**Work to complete:**
Rewrite all of the records below, changing every "marker" to "point" and leaving everything else as it is. Omit the pictures from your version.

**Dataset content:**

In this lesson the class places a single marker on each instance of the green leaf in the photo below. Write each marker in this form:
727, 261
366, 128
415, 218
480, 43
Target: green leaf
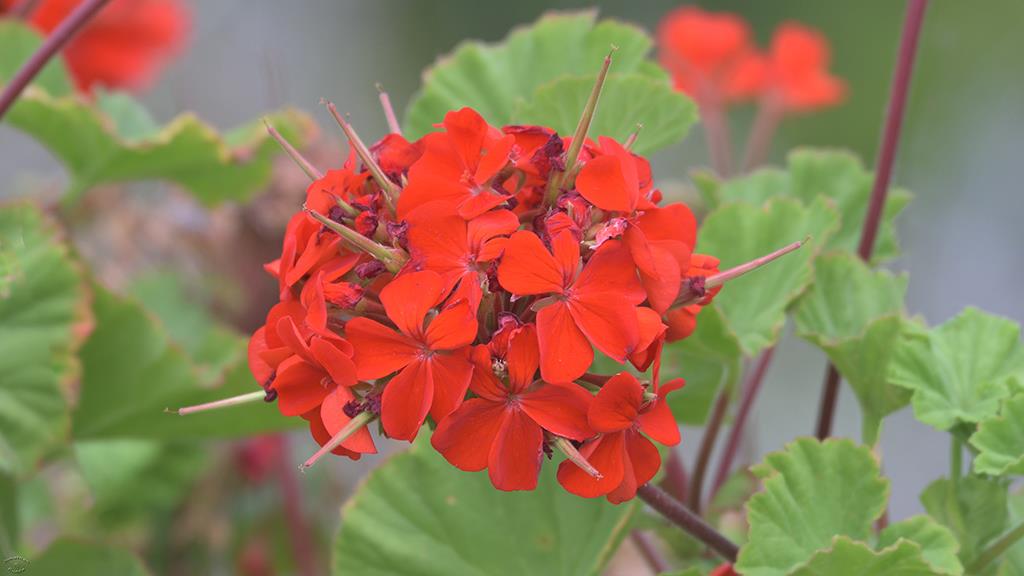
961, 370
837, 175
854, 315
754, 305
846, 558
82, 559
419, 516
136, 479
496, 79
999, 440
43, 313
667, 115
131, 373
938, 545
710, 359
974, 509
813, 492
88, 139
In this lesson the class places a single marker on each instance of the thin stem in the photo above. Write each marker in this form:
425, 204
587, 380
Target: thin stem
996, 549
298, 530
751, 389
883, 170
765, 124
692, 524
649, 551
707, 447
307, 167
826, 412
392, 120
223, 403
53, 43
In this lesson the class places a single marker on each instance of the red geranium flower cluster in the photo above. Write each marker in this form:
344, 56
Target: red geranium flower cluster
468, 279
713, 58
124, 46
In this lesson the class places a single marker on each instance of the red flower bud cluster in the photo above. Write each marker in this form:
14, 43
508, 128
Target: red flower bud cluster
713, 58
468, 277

**The response:**
In this lesson the class places a single point on each instance of the green leaf in the photo below. Write each point in this form:
727, 261
366, 128
415, 218
480, 43
Target: green leaf
961, 370
837, 175
854, 315
754, 305
846, 558
82, 559
419, 516
136, 479
496, 79
999, 440
43, 313
667, 115
131, 373
938, 545
710, 359
974, 509
813, 492
88, 139
In this lesson the class places a single point on each instance of the thin stem in the photo above. Write each point in this form:
425, 204
587, 380
Target: thin stem
996, 549
298, 530
751, 389
883, 170
765, 124
692, 524
649, 551
707, 447
307, 167
826, 412
392, 120
223, 403
53, 43
In this lesson the class places a single point on each instance of the red geranium flower cluster in the photo above. Write each point in this form:
344, 56
Target: red geranium flower cluster
468, 279
713, 58
124, 46
In this lesson the class places a single point on each instance of the red flower bud cluster in the photo above. Write each point in this form:
14, 43
508, 128
Target: red flower bud cluster
713, 58
468, 277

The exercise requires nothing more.